### [Task instructions]
(1) In the bee cutout post, how long did cutting out the hive take?
(2) Extend the bee cutout post, starting right after its final sentence.

### [Text segment]
>>>

# My First Cutout



## Tom Brueggen (Aug 10, 2011)

I guess I'm joining the club, hope you guys don't mind. I did my first cutout this weekend, in response to a Craigslist posting about bees in a wall. I did the work for free since it was my first, and had a prior agreement with the homeowner that since I was working for free, I would do my best to be careful, but could not guarantee that I wouldn't break a board or something. It was under very old (rotting) wooden siding, inside of a 2x4 stud wall. No insulation, and the bottom row of siding was rotting from being in contact with the ground, allowing the bees access. Also they were entering around a piece of window trim. The termites had opened up some entrances for them too. I advised the homeowner that these issues needed to be addressed, or another group of bees might just move right back in. But I was also doing the work as the impression I got was that they couldn't afford to pay someone to do it. So I doubt they'll properly fix the wall anytime soon.

Anyway, it took about 3 hours to cut out the hive. It was easy work, standing on the ground. But the hive ended up being over 5' from top to bottom. I cut about two feet worth of brood nest off the bottom, and the top 3' was all capped honey. Some of it had honey on one side, and brood on the other side. I tossed that stuff. I also did see some SHB, but those are just about everywhere down here in Houston. Then again, they may have showed up as robbers. I didn't really notice them at first, but as I worked I noticed more of them. 

It took about 30 minutes of searching, but I did catch the queen. It was odd. There were 3-4 different "clusters" that bees were all marching too, so any one of them could have had the queen. I worked each cluster as I could, taking a handful of bees and dropping them on my top cover to look for a queen as they scattered. I was starting to worry that she had crawled into another hole in the wall. At last I spotter her on the side of the wall, down near the ground. The bees were not clustering here at all. There were a lot of bees, but they were all lined up, carpeting the wall. The queen was just lined up with them. Odd. When I picked her up she tried to fly, but didn't get far. She did a quick U-turn and actually landed on my leg. Queen catcher in hand, I snatched her up. The bees continued to cluster up around the top of the wall where bits of comb remain. I returned yesterday with some BeeQuick, and easily dispersed them. Upon return yesterday evening, there were no bees left clustering on the wall, and I think they mostly were all in/on the box. I hope to go pick it up tonight.

<<<

### [Material]
>>>

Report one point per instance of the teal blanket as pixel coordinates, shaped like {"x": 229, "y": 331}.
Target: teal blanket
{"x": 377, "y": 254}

<<<

### [Answers for this exercise]
(1) About 3 hours.

(2)
It was really fun doing the work, despite sweating all the way through all of my clothes, and my bee suit. It was a horrible stick mess of course, but still fun. And I had a good audience. There was mobile home parked behind the house, about 15' from where I was working. The kids watched the entire time as I worked, and occasionally asked questions. I showed them the queen when I caught her, and offered them a chunk of the good sealed honey. 

No sooner than I agreed to do that job, I got another call about removing a colony from a tree that needed to come down. And got emails about two more potential jobs, as well as contacts for a lot more Houston calls from guy that works in Austin, but gets Houston calls. It's like the flood gates opened! I just hope my wife will tolerate me getting so many bees. She is warming up to the idea, but not as quickly as I am. It's kind of like she is a candle, and I am the dynamite fuse. I just hope there isn't even an explosion


----------



## wildforager (Oct 4, 2011)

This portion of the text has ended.